··· Provided text
Restoring The Faith

Editorial by: Christian Schonberger / DF Co-Webmaster


How many of us have ongoing projects which came to a halt because one wants the best quality and the job simply became too tedious and daunting?

The unfinished model usually is carefully stored in boxes or wrapped and stored in a safe place until we pick up again some day (?) where we left off.

Then we start a new model. Of course, something easy to provide us with a much needed sense of accomplishment, but with less effort, maybe in a smaller scale, and we promise ourselves to be less ambitious this time (almost straight out-of-the-box with only minor improvements) simply because this is a model to take a break from the other, bigger project. But trouble is waiting just around the bend.

Of course we do a little research on the original ship, a few posts on the DF Forum and a couple of emails to fellow ship modelers - and we find ourselves planning on fixes and detailing again. As our knowledge grows, we become attached to the ship and soon we are unable just to ‘slap it together’. The kit's errors become unacceptable as if each one of them has a magnifying glass attached. Seeing the fine work of fellow modelers posted on websites doesn't help either. We are inspired yes, but we want to prove ourselves that we ‘got what it takes’. That is only human.
······
··· Information supplied
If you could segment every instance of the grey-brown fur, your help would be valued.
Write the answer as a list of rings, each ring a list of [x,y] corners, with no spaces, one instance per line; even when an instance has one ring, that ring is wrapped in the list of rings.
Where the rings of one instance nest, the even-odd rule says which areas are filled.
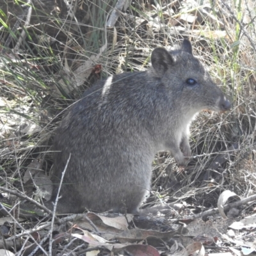
[[[152,63],[147,71],[97,83],[63,120],[54,143],[52,201],[70,153],[71,158],[58,212],[124,207],[137,212],[150,189],[155,154],[169,150],[178,164],[184,164],[191,156],[188,136],[193,116],[205,109],[230,108],[193,56],[189,41],[170,52],[156,49]],[[189,84],[189,79],[197,83]]]

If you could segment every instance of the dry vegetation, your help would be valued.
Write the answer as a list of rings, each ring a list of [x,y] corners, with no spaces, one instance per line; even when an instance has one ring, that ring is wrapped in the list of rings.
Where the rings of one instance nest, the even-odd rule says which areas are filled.
[[[0,249],[17,255],[85,255],[89,251],[105,255],[111,250],[157,255],[153,247],[163,255],[177,253],[182,250],[178,241],[193,246],[186,254],[201,248],[204,255],[205,248],[207,253],[242,255],[244,246],[253,253],[255,219],[250,221],[254,226],[235,230],[234,236],[228,227],[235,218],[255,216],[255,202],[232,207],[228,220],[220,219],[216,211],[204,215],[204,221],[195,214],[217,207],[223,191],[232,191],[240,199],[255,194],[256,3],[138,0],[129,5],[126,1],[115,20],[116,2],[122,1],[0,1],[0,190],[1,212],[6,216],[0,219]],[[195,55],[209,67],[233,107],[228,113],[198,115],[191,127],[193,157],[182,172],[167,153],[156,156],[147,204],[173,206],[164,220],[156,220],[161,228],[152,228],[156,223],[150,222],[154,230],[142,232],[139,220],[136,228],[133,223],[121,234],[116,218],[111,227],[93,214],[79,221],[55,219],[54,224],[49,222],[51,214],[28,212],[29,198],[34,204],[49,196],[51,146],[65,109],[97,79],[145,70],[156,47],[168,47],[184,38],[191,41]],[[187,227],[186,240],[178,236],[184,230],[175,233],[174,239],[170,230],[180,223],[177,220],[189,223],[192,218],[196,220]],[[123,230],[125,221],[120,221]],[[116,250],[99,236],[112,239]],[[135,244],[141,241],[141,246],[153,247]],[[131,245],[124,247],[125,242]],[[236,251],[225,247],[234,246]]]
······
> [What this task involves]: From the ship modeling editorial, extract the passage from "Editorial by: Christian" to "tedious and daunting?".

> [Complete output]:
Editorial by: Christian Schonberger / DF Co-Webmaster


How many of us have ongoing projects which came to a halt because one wants the best quality and the job simply became too tedious and daunting?